La amígdala escruta de manera automática y compulsiva a todas las personas con quienes nos relacionamos para saber si podemos o no confiar en ellas. «¿Es seguro acercarse a esta persona?» «¿Es peligroso?» «¿Puedo confiar realmente en ella?» Los pacientes neurológicos que han padecido una grave lesión en la amígdala son incapaces de determinar si pueden o no confiar en alguien y, cuando se les muestra una fotografía de un hombre a quien la gente suele encontrar altamente sospechoso, lo valoran igual que otros en quien casi todos confían.24
El sistema que nos advierte si podemos confiar o no en alguien discurre a través de dos ramales neuronales diferentes, la vía superior y la vía inferior.25 La primera se pone en marcha cuando tratamos de determinar intencionalmente si alguien es merecedor o no de nuestra confianza. Pero, con independencia de lo que pensemos al respecto, la amígdala está operando de continuo bajo el umbral de la conciencia cumpliendo con una función claramente protectora.
EL OCASO DE UN CASANOVA
Giovanni Vigliotto era un auténtico don Juan y su encanto le llevaba de una conquista romántica a otra. Pero lo cierto es que no se trataba de conquistas sucesivas porque, en realidad, Vigliotto estaba casado simultáneamente con varias mujeres.
Nadie sabe con certeza cuántas veces se casó a lo largo de su carrera –porque lo suyo parecía ciertamente una carrera– romántica, pero bien pudo haberlo hecho unas cien veces, porque Vigliotto se ganaba la vida casándose con mujeres ricas. Pero todo concluyó cuando Patricia Gardner, una de sus conquistas, le demandó por bigamia.
El juicio puso de relieve lo que llevó a tantas mujeres a enamorarse de él. Gardner admitió que una de las cosas que más le atrajo de aquel encantador bígamo fue lo que ella denominó el «rasgo sincero» de mirarla directamente a los ojos y sonriendo… aunque lo cierto era que mentía más que un sacamuelas.26
Son muchas las cosas que los expertos de las emociones saben “leer” en la mirada. Según dicen, es muy frecuente que la tristeza, el disgusto y la culpa o la vergüenza nos hagan bajar la mirada, desviarla y bajarla y desviarla, respectivamente. Esto es algo que la mayoría de la gente sabe de manera intuitiva, por ello la sabiduría popular nos indica que un indicio de que alguien está mintiendo es su incapacidad de «mirar directamente a los ojos».

### Información mostrada

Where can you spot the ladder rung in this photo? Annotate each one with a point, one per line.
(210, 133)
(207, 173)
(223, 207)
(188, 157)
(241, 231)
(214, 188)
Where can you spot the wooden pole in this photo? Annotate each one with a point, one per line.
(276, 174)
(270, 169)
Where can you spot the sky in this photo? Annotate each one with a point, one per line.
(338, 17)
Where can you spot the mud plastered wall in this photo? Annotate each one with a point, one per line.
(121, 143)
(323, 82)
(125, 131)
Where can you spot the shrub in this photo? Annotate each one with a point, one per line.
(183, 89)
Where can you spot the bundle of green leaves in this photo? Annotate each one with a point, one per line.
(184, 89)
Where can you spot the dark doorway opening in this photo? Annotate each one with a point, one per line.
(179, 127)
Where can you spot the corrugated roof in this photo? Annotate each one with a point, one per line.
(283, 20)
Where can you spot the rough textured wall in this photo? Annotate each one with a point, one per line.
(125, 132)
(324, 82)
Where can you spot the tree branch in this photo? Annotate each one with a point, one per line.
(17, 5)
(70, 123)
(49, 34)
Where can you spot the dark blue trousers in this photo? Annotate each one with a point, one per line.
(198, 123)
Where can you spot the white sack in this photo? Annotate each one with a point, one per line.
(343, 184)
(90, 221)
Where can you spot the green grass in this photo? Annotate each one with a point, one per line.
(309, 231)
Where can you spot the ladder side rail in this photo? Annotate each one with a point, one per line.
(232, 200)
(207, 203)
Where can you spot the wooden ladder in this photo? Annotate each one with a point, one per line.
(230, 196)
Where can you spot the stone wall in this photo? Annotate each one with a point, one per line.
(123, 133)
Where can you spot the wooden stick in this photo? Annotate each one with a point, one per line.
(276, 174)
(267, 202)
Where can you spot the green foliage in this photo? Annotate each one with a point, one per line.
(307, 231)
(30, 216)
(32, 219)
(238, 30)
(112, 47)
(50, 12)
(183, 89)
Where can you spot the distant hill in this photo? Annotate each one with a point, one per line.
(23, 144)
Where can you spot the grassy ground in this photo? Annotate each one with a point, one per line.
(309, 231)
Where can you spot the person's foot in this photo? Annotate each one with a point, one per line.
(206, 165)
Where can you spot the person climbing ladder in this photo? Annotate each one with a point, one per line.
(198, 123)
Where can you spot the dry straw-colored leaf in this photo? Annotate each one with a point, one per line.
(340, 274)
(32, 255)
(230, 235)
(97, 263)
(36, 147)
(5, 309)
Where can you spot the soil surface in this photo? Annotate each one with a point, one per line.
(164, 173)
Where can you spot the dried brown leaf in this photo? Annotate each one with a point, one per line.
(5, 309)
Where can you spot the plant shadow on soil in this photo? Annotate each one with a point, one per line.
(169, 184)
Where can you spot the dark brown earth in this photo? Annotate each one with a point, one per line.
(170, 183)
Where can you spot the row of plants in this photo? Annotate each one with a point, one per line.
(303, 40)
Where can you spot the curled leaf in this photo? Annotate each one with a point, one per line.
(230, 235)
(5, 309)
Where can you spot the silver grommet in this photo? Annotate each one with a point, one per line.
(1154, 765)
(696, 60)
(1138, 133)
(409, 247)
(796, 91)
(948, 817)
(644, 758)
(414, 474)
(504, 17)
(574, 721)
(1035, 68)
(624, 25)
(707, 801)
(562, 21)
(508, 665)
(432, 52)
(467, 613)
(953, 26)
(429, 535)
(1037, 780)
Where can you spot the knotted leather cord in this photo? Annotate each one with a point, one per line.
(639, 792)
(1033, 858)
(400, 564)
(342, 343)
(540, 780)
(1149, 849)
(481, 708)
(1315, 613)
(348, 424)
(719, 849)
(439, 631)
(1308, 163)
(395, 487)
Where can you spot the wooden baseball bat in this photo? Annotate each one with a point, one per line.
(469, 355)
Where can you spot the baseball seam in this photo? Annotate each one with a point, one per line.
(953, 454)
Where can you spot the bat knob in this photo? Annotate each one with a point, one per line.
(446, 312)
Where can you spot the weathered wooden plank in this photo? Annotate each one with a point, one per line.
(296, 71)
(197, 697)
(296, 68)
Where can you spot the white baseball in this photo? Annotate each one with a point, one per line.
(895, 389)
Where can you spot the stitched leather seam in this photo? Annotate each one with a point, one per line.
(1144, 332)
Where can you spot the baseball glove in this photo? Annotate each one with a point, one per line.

### Solicitud 1
Según el fragmento de texto, ¿quién demandó a Giovanni Vigliotto por bigamia?
### Solicitud 2
Escribe de nuevo el pasaje del fragmento de texto que empieza con "EL OCASO DE" y termina con "demandó por bigamia.", reemplazando "mujeres ricas" por "herederas adineradas".
### Solicitud 3
Indica si cada afirmación coincide con el fragmento de texto: (a) Vigliotto estaba casado al mismo tiempo con varias mujeres. (b) La vía superior funciona sin que intervenga ninguna intención consciente. (c) Según los expertos, la tristeza suele hacernos desviar la mirada.

### Respuesta completa 1
Patricia Gardner, una de sus conquistas.

### Respuesta completa 2
EL OCASO DE UN CASANOVA
Giovanni Vigliotto era un auténtico don Juan y su encanto le llevaba de una conquista romántica a otra. Pero lo cierto es que no se trataba de conquistas sucesivas porque, en realidad, Vigliotto estaba casado simultáneamente con varias mujeres.
Nadie sabe con certeza cuántas veces se casó a lo largo de su carrera –porque lo suyo parecía ciertamente una carrera– romántica, pero bien pudo haberlo hecho unas cien veces, porque Vigliotto se ganaba la vida casándose con herederas adineradas. Pero todo concluyó cuando Patricia Gardner, una de sus conquistas, le demandó por bigamia.

### Respuesta completa 3
(a) Sí: «Vigliotto estaba casado simultáneamente con varias mujeres».
(b) No: «La primera se pone en marcha cuando tratamos de determinar intencionalmente si alguien es merecedor o no de nuestra confianza».
(c) No: «la tristeza, el disgusto y la culpa o la vergüenza nos hagan bajar la mirada, desviarla y bajarla y desviarla, respectivamente».